**Stated exercise**
Scale the listing below by rewriting every line, requests included, with each vertex coordinate in the answers multiplied by 0.25 and rounded to the nearest whole number, halves rounding up. Leave the pictures out of your reply.

**Input data**
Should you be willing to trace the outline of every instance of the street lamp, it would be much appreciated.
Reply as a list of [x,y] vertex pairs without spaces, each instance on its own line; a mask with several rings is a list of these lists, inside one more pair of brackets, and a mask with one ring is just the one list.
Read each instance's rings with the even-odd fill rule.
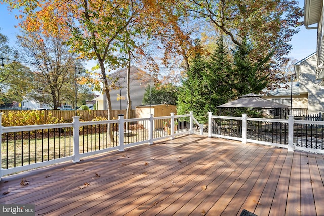
[[[142,79],[140,79],[140,85],[142,85]],[[150,114],[152,114],[152,79],[150,78]]]
[[5,65],[4,64],[4,58],[3,57],[0,57],[1,59],[1,68],[3,68],[5,67]]
[[291,77],[292,86],[290,90],[290,115],[292,115],[293,112],[293,76],[294,75],[294,73],[292,73]]
[[77,109],[77,88],[76,87],[76,82],[77,81],[77,77],[76,76],[76,73],[77,73],[77,69],[78,68],[79,69],[79,74],[80,74],[80,68],[78,68],[75,67],[75,116],[77,116],[77,112],[76,111],[76,110]]
[[[119,109],[119,111],[120,114],[122,113],[122,87],[120,85],[120,83],[118,82],[117,80],[115,80],[116,82],[117,82],[119,85],[119,102],[120,104],[120,109]],[[125,77],[124,77],[124,83],[125,83]]]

**Reply**
Should you be willing to trace the outline of every instance of the street lamp, it would be much appreciated.
Reply as a list of [x,y] vertex pairs without spaces, each instance on its own line; a mask with several rings is a list of these lists, inside one more pair of brackets, and a mask with one ring is just the one list.
Read each instance's rings with the even-odd fill rule.
[[[36,20],[35,20],[35,21],[36,21]],[[38,29],[38,29],[38,20],[38,20]]]
[[1,16],[1,16],[1,15],[1,14],[0,14],[0,15],[0,17],[1,17],[1,17]]
[[73,19],[73,22],[73,23],[73,29],[73,29],[73,28],[73,19],[74,19],[74,18],[73,18]]
[[19,27],[19,22],[19,22],[19,21],[19,20],[19,19],[19,19],[19,18],[19,18],[19,17],[20,17],[20,17],[20,19],[20,19],[20,17],[20,17],[19,17],[19,29],[19,29],[19,28],[19,28],[19,28]]
[[[30,27],[30,28],[30,29],[31,28],[31,22],[30,21],[30,21],[30,21],[29,20],[29,20],[29,21],[29,21],[30,21],[30,26],[30,26],[30,27]],[[31,19],[31,19],[31,21],[31,21]]]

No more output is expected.